» **Your objective**
In the entries below, find the line containing "negative clicks: (114, 220) (113, 118)", then copy it and every later line exactly, ending with the last line.

[Saved entries]
◇ ◇ ◇ ◇ ◇ ◇ ◇
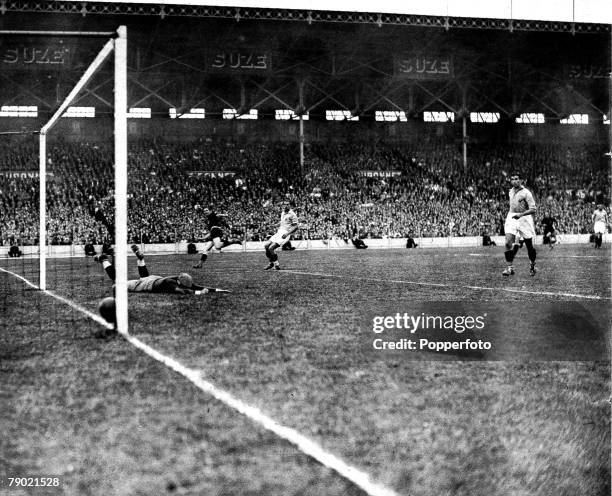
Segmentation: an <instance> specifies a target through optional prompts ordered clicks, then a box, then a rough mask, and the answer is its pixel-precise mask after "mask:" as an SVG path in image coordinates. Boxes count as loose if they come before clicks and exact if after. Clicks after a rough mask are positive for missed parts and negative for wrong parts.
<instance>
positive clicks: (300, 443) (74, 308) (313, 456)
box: [0, 268, 397, 496]
mask: <svg viewBox="0 0 612 496" xmlns="http://www.w3.org/2000/svg"><path fill="white" fill-rule="evenodd" d="M0 271H2V272H6V273H7V274H10V275H12V276H14V277H16V278H17V279H20V280H21V281H23V282H24V283H25V284H27V285H28V286H31V287H32V288H34V289H40V288H39V287H38V286H36V285H35V284H32V283H31V282H30V281H28V280H27V279H25V278H23V277H21V276H20V275H18V274H15V273H14V272H10V271H8V270H5V269H2V268H0ZM43 292H44V293H45V294H47V295H49V296H51V297H52V298H55V299H56V300H58V301H61V302H62V303H64V304H66V305H68V306H70V307H71V308H73V309H75V310H78V311H80V312H82V313H83V314H85V315H87V316H88V317H90V318H91V319H93V320H95V321H96V322H100V323H102V324H103V325H105V326H108V324H107V323H106V321H104V319H102V317H100V316H98V315H96V314H94V313H92V312H90V311H89V310H87V309H86V308H83V307H81V306H80V305H78V304H77V303H74V302H73V301H70V300H68V299H66V298H64V297H62V296H59V295H57V294H55V293H53V292H51V291H48V290H44V291H43ZM121 336H122V337H123V338H124V339H125V340H126V341H127V342H128V343H130V344H131V345H132V346H134V347H135V348H137V349H139V350H141V351H142V352H144V353H145V354H147V355H148V356H150V357H151V358H153V359H154V360H156V361H158V362H160V363H162V364H163V365H165V366H166V367H168V368H170V369H172V370H174V371H175V372H177V373H178V374H180V375H182V376H183V377H185V378H186V379H188V380H189V381H190V382H191V383H192V384H194V385H195V386H196V387H197V388H198V389H200V390H201V391H203V392H205V393H207V394H209V395H210V396H212V397H214V398H215V399H217V400H218V401H220V402H221V403H223V404H225V405H226V406H228V407H229V408H231V409H233V410H235V411H237V412H238V413H240V414H242V415H244V416H245V417H247V418H248V419H249V420H251V421H252V422H253V423H255V424H258V425H260V426H262V427H263V428H264V429H266V430H268V431H270V432H272V433H273V434H276V435H277V436H278V437H280V438H281V439H284V440H285V441H288V442H289V443H291V444H292V445H294V446H295V447H296V448H297V449H298V450H299V451H301V452H302V453H304V454H305V455H307V456H309V457H310V458H312V459H314V460H316V461H317V462H319V463H320V464H321V465H324V466H325V467H328V468H330V469H332V470H333V471H334V472H336V473H337V474H338V475H340V476H341V477H342V478H344V479H346V480H347V481H349V482H351V483H353V484H354V485H355V486H357V487H359V488H360V489H362V490H363V491H364V492H366V493H367V494H368V495H369V496H397V493H396V492H395V491H393V490H392V489H389V488H387V487H386V486H383V485H381V484H378V483H376V482H373V481H371V480H370V476H369V475H368V474H366V473H365V472H363V471H361V470H359V469H358V468H356V467H353V466H352V465H349V464H347V463H346V462H344V461H343V460H342V459H340V458H338V457H337V456H335V455H333V454H332V453H329V452H327V451H325V450H324V449H323V448H322V447H321V446H319V445H318V444H317V443H315V442H314V441H312V440H311V439H309V438H307V437H306V436H304V435H303V434H301V433H299V432H298V431H296V430H295V429H292V428H291V427H287V426H284V425H282V424H280V423H278V422H277V421H276V420H274V419H272V418H271V417H269V416H267V415H266V414H265V413H263V412H262V411H261V410H260V409H259V408H256V407H254V406H251V405H248V404H246V403H244V402H243V401H241V400H239V399H238V398H236V397H234V396H233V395H232V394H230V393H229V392H227V391H224V390H223V389H220V388H218V387H217V386H215V385H214V384H213V383H211V382H209V381H207V380H205V379H203V378H202V373H201V372H200V371H199V370H195V369H190V368H188V367H186V366H184V365H183V364H181V363H180V362H178V361H177V360H175V359H174V358H171V357H169V356H167V355H164V354H163V353H161V352H159V351H157V350H156V349H155V348H152V347H151V346H149V345H148V344H146V343H144V342H142V341H141V340H139V339H138V338H136V337H134V336H132V335H131V334H129V333H121Z"/></svg>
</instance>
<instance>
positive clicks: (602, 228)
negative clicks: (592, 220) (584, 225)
mask: <svg viewBox="0 0 612 496" xmlns="http://www.w3.org/2000/svg"><path fill="white" fill-rule="evenodd" d="M593 231H594V232H595V234H606V223H605V222H604V221H602V220H598V221H597V222H595V224H594V225H593Z"/></svg>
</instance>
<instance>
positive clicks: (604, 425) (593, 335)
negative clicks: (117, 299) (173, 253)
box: [0, 245, 610, 496]
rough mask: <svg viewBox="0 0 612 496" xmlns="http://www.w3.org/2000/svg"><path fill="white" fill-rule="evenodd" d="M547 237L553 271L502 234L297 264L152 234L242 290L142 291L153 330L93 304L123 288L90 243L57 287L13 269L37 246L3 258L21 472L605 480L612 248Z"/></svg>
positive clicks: (298, 263) (100, 479)
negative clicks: (596, 249)
mask: <svg viewBox="0 0 612 496" xmlns="http://www.w3.org/2000/svg"><path fill="white" fill-rule="evenodd" d="M537 248H538V257H539V258H538V268H539V272H538V273H537V275H536V276H535V277H531V276H530V275H529V270H528V267H529V264H528V260H527V255H526V253H525V252H524V250H521V252H519V254H518V256H517V260H516V263H515V267H516V271H517V272H516V274H515V275H514V276H512V277H510V278H504V277H502V275H501V271H502V270H503V268H504V265H505V264H504V261H503V253H502V251H503V248H501V247H493V248H484V247H479V248H466V249H452V250H451V249H416V250H337V251H336V250H324V251H293V252H279V259H280V263H281V266H282V268H283V270H281V271H264V270H263V267H264V266H265V265H266V264H267V260H266V258H265V256H264V255H263V252H262V253H251V252H247V253H242V252H240V253H238V252H227V253H223V254H213V255H211V256H210V257H209V259H208V261H207V262H206V263H205V265H204V267H203V268H202V269H194V268H192V265H193V263H194V262H195V260H196V259H197V257H194V256H188V255H182V254H181V255H148V254H147V256H146V260H147V265H148V266H149V270H150V271H151V273H152V274H159V275H175V274H178V273H179V272H189V273H191V274H192V275H193V277H194V280H195V281H196V282H198V283H201V284H203V285H206V286H212V287H218V288H223V289H227V290H230V291H231V293H229V294H214V293H212V294H208V295H203V296H169V295H160V294H130V296H129V307H130V335H131V336H132V337H133V339H134V341H129V340H126V339H125V338H124V337H122V336H119V337H115V338H112V339H96V338H94V337H93V335H94V333H95V331H96V330H97V329H99V328H100V326H99V325H98V324H97V323H95V322H93V321H92V320H91V318H89V317H88V316H87V315H86V313H84V312H83V311H82V310H81V308H82V309H85V310H88V311H90V312H96V308H97V304H98V302H99V301H100V300H101V299H102V298H104V297H105V296H109V295H111V294H112V290H111V283H110V280H108V279H107V278H106V276H105V274H104V273H103V271H102V270H101V268H100V266H99V265H98V264H97V263H95V262H94V261H93V260H91V259H87V258H85V257H82V258H72V259H57V260H50V261H49V262H48V264H49V265H48V267H49V275H48V278H49V283H48V287H49V289H50V290H51V291H52V293H53V295H58V296H61V297H62V298H64V299H65V301H60V300H58V299H57V298H55V297H54V296H53V295H49V294H44V293H42V292H40V291H37V290H35V289H33V288H31V287H29V286H28V285H27V284H25V283H24V282H23V281H22V280H21V279H19V278H17V277H16V275H18V276H22V277H24V278H26V279H27V280H29V281H31V282H32V283H34V284H36V283H37V275H36V262H35V261H34V260H29V259H2V260H0V269H2V270H0V288H1V289H0V316H1V318H2V319H1V320H2V326H1V327H0V328H1V329H2V332H1V333H0V374H1V378H2V391H1V393H0V394H2V402H1V403H0V415H1V417H2V423H1V424H0V453H1V456H2V465H3V466H4V472H5V474H4V475H6V476H11V474H13V475H15V476H20V477H36V476H39V477H42V476H45V477H59V478H60V481H61V487H60V488H57V489H56V488H35V489H36V492H35V494H67V495H160V494H168V495H171V494H176V495H267V496H268V495H269V496H281V495H293V496H298V495H313V496H314V495H331V496H336V495H347V494H355V495H363V494H367V493H368V492H369V493H370V494H394V493H395V494H401V495H410V496H441V495H465V496H479V495H482V496H485V495H487V496H490V495H504V496H505V495H508V496H510V495H512V496H518V495H520V496H528V495H529V496H531V495H533V496H544V495H568V496H569V495H572V496H573V495H576V494H580V495H585V496H588V495H593V496H599V495H608V494H610V403H609V401H608V400H609V398H610V389H609V377H610V363H609V351H610V350H609V324H610V249H609V247H608V246H606V247H605V248H604V249H602V250H594V249H593V248H592V247H591V245H561V246H558V247H556V248H555V249H554V250H552V251H549V250H548V248H546V247H542V246H538V247H537ZM129 266H130V267H129V270H130V277H136V267H135V258H134V257H130V260H129ZM66 302H70V303H72V305H70V304H67V303H66ZM419 316H420V317H421V318H422V319H425V318H427V317H428V316H432V317H434V318H435V317H440V318H443V317H449V316H451V317H452V319H453V325H454V324H456V323H457V320H456V318H457V317H458V316H461V317H462V318H463V320H462V322H463V323H465V322H471V323H474V322H476V323H478V322H481V323H482V324H483V325H482V326H477V325H475V324H474V325H472V326H471V328H470V326H468V329H467V330H461V331H458V330H456V329H457V327H456V326H455V327H454V328H443V329H441V328H440V329H438V328H436V329H430V328H427V329H423V328H419V329H415V326H414V325H413V328H412V330H410V329H408V324H409V323H414V322H415V321H414V320H410V317H416V318H418V317H419ZM404 317H406V318H404ZM465 318H470V319H472V320H466V319H465ZM385 319H387V320H385ZM478 319H480V320H478ZM421 322H423V321H421ZM433 322H440V320H438V321H436V320H435V319H434V321H433ZM376 323H379V324H380V326H378V328H377V329H376V330H375V328H376ZM385 325H386V327H385ZM381 326H382V327H381ZM392 327H393V328H392ZM383 328H384V329H383ZM412 331H414V332H412ZM425 337H426V338H427V339H428V341H429V342H430V343H438V342H449V343H451V345H452V344H456V343H460V342H463V341H466V340H470V341H471V342H472V343H474V342H478V341H483V342H489V343H490V348H489V349H488V350H483V349H476V350H474V349H469V350H463V349H450V350H447V351H446V352H440V351H435V350H433V349H432V348H428V347H427V345H423V343H421V342H420V340H421V339H422V338H425ZM377 339H378V340H379V341H378V345H377V346H381V343H383V342H386V343H397V342H401V340H402V339H405V340H406V341H407V340H408V339H413V340H414V344H415V346H416V347H417V349H412V350H410V349H405V350H381V349H376V348H375V345H374V341H375V340H377ZM406 341H403V342H404V343H405V342H406ZM134 342H138V343H141V344H142V347H141V348H138V347H136V346H133V344H134ZM419 346H423V348H420V347H419ZM145 348H146V349H148V350H150V352H148V353H146V352H143V349H145ZM173 364H175V365H176V364H178V365H176V367H174V368H173ZM179 366H180V367H181V369H180V370H177V367H179ZM207 388H208V389H207ZM213 390H214V391H213ZM211 393H212V394H211ZM215 395H216V396H215ZM224 395H227V397H228V398H230V399H229V400H226V399H224V398H225V396H224ZM241 408H242V410H241ZM245 412H246V413H245ZM268 421H271V422H272V424H273V425H272V426H271V425H270V423H269V422H268ZM277 427H278V428H277ZM283 433H286V435H283ZM309 443H312V444H309ZM305 445H306V447H304V446H305ZM308 446H314V448H313V449H315V451H316V450H319V451H320V453H322V455H321V456H320V457H319V458H317V457H316V456H313V455H312V453H311V451H312V450H310V451H309V449H310V448H308ZM339 467H340V469H339ZM342 467H345V468H347V467H348V475H347V474H346V473H343V471H342ZM354 474H356V475H355V476H354V477H353V475H354ZM362 476H363V477H365V478H366V479H367V481H370V482H372V486H373V489H372V490H368V488H367V485H360V484H359V483H358V482H355V481H356V480H357V481H358V480H360V477H362ZM364 486H365V487H364ZM2 491H7V493H6V494H11V495H14V494H30V493H32V494H34V491H31V492H28V491H26V490H24V492H22V493H19V492H18V491H20V490H19V489H17V490H15V489H7V488H6V487H0V494H4V493H3V492H2ZM376 491H379V492H378V493H376ZM385 491H388V492H386V493H385Z"/></svg>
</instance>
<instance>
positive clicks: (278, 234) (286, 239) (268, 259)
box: [264, 202, 298, 270]
mask: <svg viewBox="0 0 612 496" xmlns="http://www.w3.org/2000/svg"><path fill="white" fill-rule="evenodd" d="M297 230H298V218H297V215H296V214H295V212H294V211H293V210H292V209H291V205H290V204H289V202H283V203H282V212H281V221H280V226H279V228H278V231H276V234H275V235H274V236H272V237H271V238H270V239H269V240H268V241H266V244H265V245H264V248H265V250H266V257H268V260H270V263H269V264H268V266H267V267H266V268H265V270H270V269H275V270H280V265H279V264H278V255H277V254H276V253H275V250H276V249H277V248H280V247H281V246H283V245H284V244H285V243H286V242H287V241H289V240H290V239H291V235H292V234H293V233H294V232H295V231H297Z"/></svg>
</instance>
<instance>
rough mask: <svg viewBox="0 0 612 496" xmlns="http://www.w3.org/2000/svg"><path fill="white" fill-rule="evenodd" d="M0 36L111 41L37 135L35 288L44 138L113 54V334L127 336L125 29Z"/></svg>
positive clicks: (127, 320)
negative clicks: (114, 220) (113, 118)
mask: <svg viewBox="0 0 612 496" xmlns="http://www.w3.org/2000/svg"><path fill="white" fill-rule="evenodd" d="M0 35H28V36H100V37H101V36H105V37H111V39H109V40H108V41H107V42H106V44H105V45H104V47H103V48H102V49H101V50H100V52H99V53H98V55H97V56H96V58H95V59H94V60H93V62H92V63H91V64H90V65H89V67H88V68H87V70H86V71H85V73H84V74H83V75H82V76H81V78H80V79H79V81H78V83H77V84H76V85H75V87H74V88H73V89H72V91H70V93H69V94H68V96H67V97H66V98H65V99H64V101H63V102H62V104H61V105H60V106H59V108H58V109H57V110H56V111H55V112H54V114H53V116H52V117H51V118H50V119H49V121H48V122H47V123H46V124H45V125H44V126H43V127H42V128H41V129H40V131H39V134H40V136H39V203H40V204H39V260H40V266H39V288H40V289H41V290H46V289H47V228H46V216H47V211H46V202H47V195H46V188H47V134H48V132H49V131H50V130H51V128H52V127H53V126H54V125H55V124H56V123H57V121H58V120H59V118H60V117H61V116H62V115H63V113H64V112H65V111H66V109H67V108H68V106H69V105H70V104H71V103H72V102H73V101H74V99H75V98H76V97H77V95H78V94H79V93H80V92H81V90H82V89H83V87H84V86H85V85H86V84H87V82H88V81H89V80H91V78H92V77H93V75H94V74H95V73H96V72H97V71H98V69H99V68H100V67H101V66H102V64H103V63H104V62H105V61H106V59H107V58H108V57H109V55H110V54H111V53H112V52H113V51H114V53H115V68H114V76H115V81H114V82H115V88H114V90H115V91H114V93H115V101H114V105H115V109H114V114H115V115H114V131H115V132H114V145H115V146H114V147H115V167H114V169H115V223H114V224H115V233H114V235H115V252H116V254H117V256H116V257H115V272H116V277H115V304H116V315H117V322H116V325H117V330H118V331H119V332H122V333H127V332H128V313H127V310H128V309H127V28H126V27H125V26H119V28H118V29H117V31H116V32H112V31H28V30H0Z"/></svg>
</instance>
◇ ◇ ◇ ◇ ◇ ◇ ◇
» **Task result**
negative clicks: (114, 220) (113, 118)
mask: <svg viewBox="0 0 612 496" xmlns="http://www.w3.org/2000/svg"><path fill="white" fill-rule="evenodd" d="M0 35H28V36H100V37H101V36H105V37H111V39H109V40H108V41H107V42H106V44H105V45H104V47H103V48H102V49H101V50H100V52H99V53H98V55H97V56H96V58H95V59H94V60H93V62H92V63H91V64H90V65H89V67H88V68H87V70H86V71H85V73H84V74H83V75H82V76H81V78H80V79H79V81H78V83H77V84H76V85H75V87H74V88H73V89H72V91H70V93H69V94H68V96H67V97H66V98H65V99H64V101H63V102H62V104H61V105H60V106H59V108H58V109H57V110H56V111H55V112H54V114H53V116H52V117H51V118H50V119H49V121H48V122H47V123H46V124H45V125H44V126H43V127H42V128H41V129H40V131H39V134H40V136H39V203H40V204H39V260H40V266H39V288H40V289H41V290H46V289H47V228H46V216H47V211H46V202H47V195H46V188H47V134H48V132H49V131H50V130H51V128H52V127H53V126H54V125H55V124H56V123H57V121H58V120H59V118H60V117H61V116H62V115H63V113H64V112H65V111H66V109H67V108H68V106H69V105H70V104H71V103H72V102H73V101H74V99H75V98H76V97H77V95H78V94H79V93H80V92H81V90H82V89H83V87H84V86H85V85H86V84H87V82H88V81H89V80H91V78H92V77H93V75H94V74H95V73H96V72H97V71H98V69H99V68H100V67H101V66H102V64H103V63H104V62H105V61H106V59H107V58H108V57H109V55H110V54H111V53H112V52H113V51H114V53H115V68H114V76H115V81H114V82H115V88H114V90H115V91H114V93H115V101H114V105H115V109H114V114H115V115H114V131H115V132H114V145H115V146H114V147H115V167H114V169H115V223H114V224H115V233H114V235H115V252H116V254H117V256H116V257H115V272H116V277H115V304H116V315H117V322H116V325H117V330H118V331H119V332H122V333H127V332H128V313H127V310H128V309H127V28H126V27H125V26H119V28H118V29H117V31H116V32H112V31H28V30H0Z"/></svg>
</instance>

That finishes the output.